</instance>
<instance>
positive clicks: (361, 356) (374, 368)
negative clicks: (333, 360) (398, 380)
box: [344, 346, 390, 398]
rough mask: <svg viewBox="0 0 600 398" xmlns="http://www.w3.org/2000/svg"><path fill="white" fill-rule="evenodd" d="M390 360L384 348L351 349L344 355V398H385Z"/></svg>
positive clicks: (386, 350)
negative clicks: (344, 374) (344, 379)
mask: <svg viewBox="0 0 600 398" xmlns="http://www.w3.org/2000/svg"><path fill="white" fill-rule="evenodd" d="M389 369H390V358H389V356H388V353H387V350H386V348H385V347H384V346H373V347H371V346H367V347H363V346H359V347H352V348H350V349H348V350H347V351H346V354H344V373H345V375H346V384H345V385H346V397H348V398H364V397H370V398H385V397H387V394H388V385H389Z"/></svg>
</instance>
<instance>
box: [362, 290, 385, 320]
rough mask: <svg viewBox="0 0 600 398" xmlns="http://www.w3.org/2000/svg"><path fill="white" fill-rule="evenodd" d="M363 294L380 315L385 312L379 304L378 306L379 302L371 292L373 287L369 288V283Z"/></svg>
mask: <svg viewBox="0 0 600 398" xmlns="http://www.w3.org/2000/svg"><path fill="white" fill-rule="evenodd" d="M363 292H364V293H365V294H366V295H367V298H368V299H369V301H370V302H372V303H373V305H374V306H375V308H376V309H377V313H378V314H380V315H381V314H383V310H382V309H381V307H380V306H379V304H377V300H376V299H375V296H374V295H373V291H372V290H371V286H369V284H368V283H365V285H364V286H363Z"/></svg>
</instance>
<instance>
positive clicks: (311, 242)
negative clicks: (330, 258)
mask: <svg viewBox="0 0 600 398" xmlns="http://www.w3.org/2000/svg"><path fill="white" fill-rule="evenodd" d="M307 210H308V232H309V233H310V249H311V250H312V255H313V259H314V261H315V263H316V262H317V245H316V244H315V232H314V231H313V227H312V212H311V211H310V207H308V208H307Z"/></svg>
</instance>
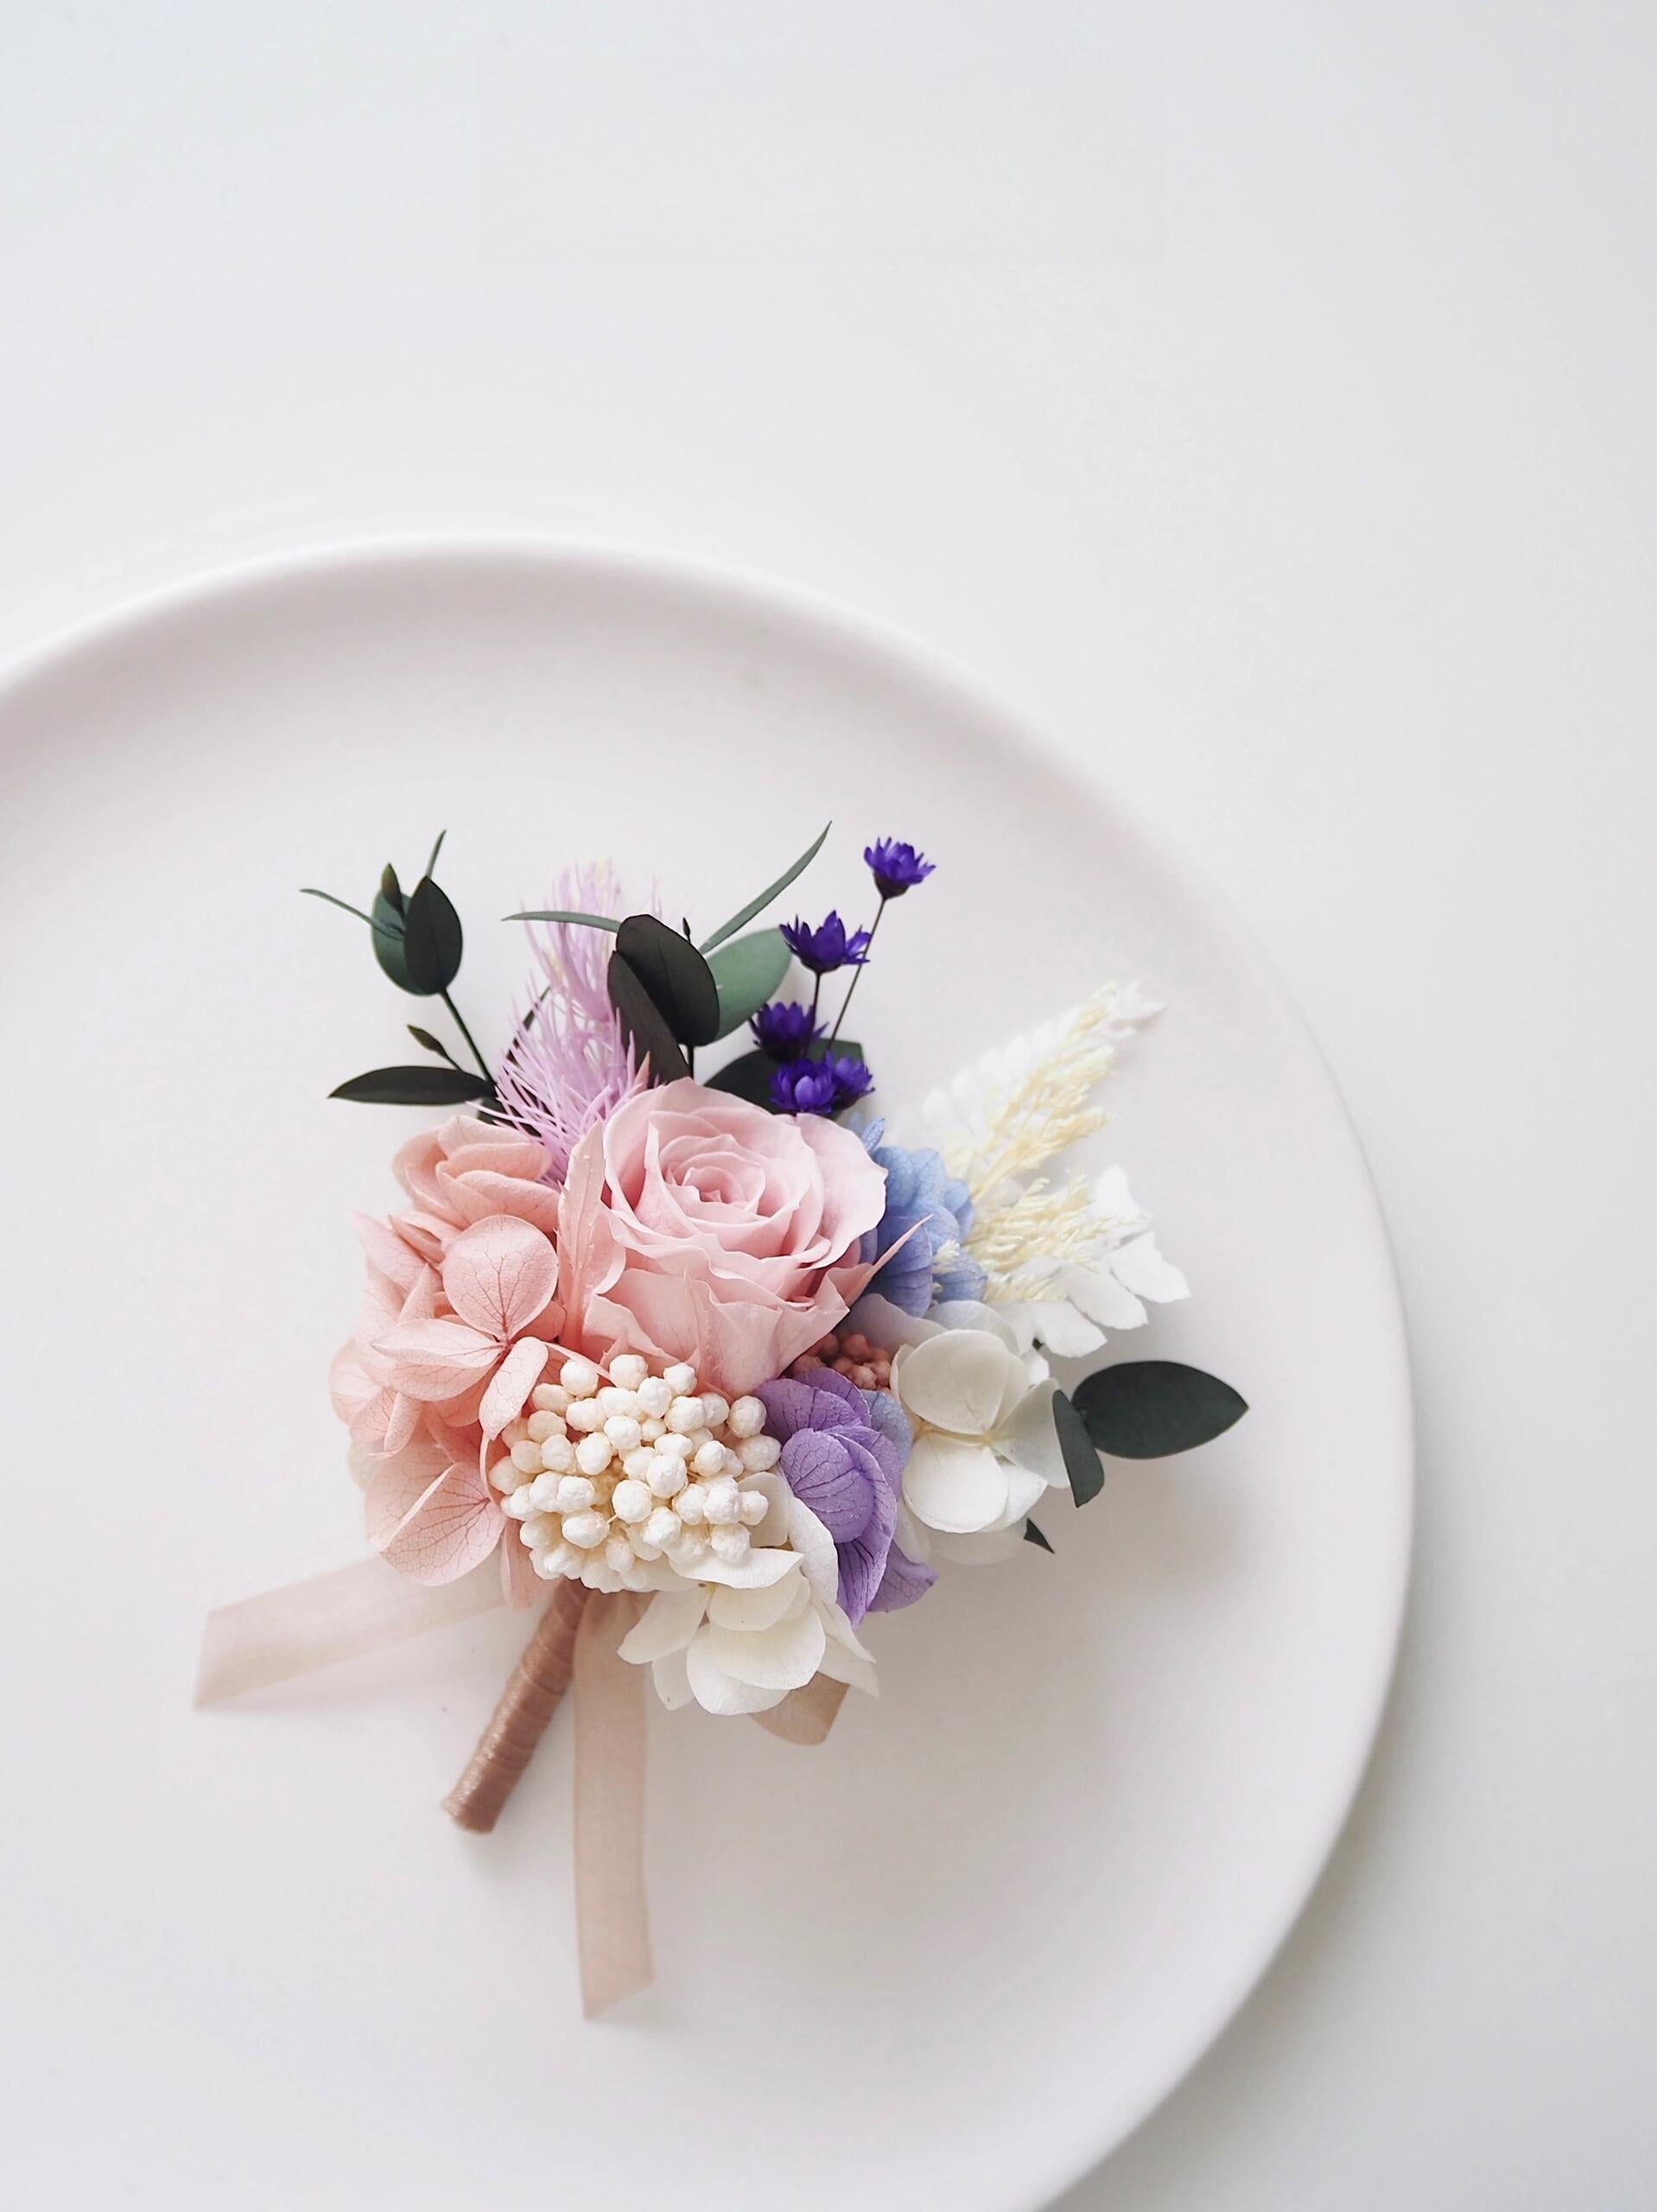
----------
• Assignment:
In the copy, include exactly the lines from the one with "positive clicks: (311, 242)" through the final line of the data, both ends included, and no pictures.

• Your response:
positive clicks: (311, 242)
negative clicks: (330, 258)
mask: <svg viewBox="0 0 600 398" xmlns="http://www.w3.org/2000/svg"><path fill="white" fill-rule="evenodd" d="M307 210H308V232H309V233H310V249H311V250H312V255H313V259H314V261H315V263H316V262H317V245H316V244H315V232H314V231H313V227H312V212H311V211H310V207H308V208H307Z"/></svg>
</instance>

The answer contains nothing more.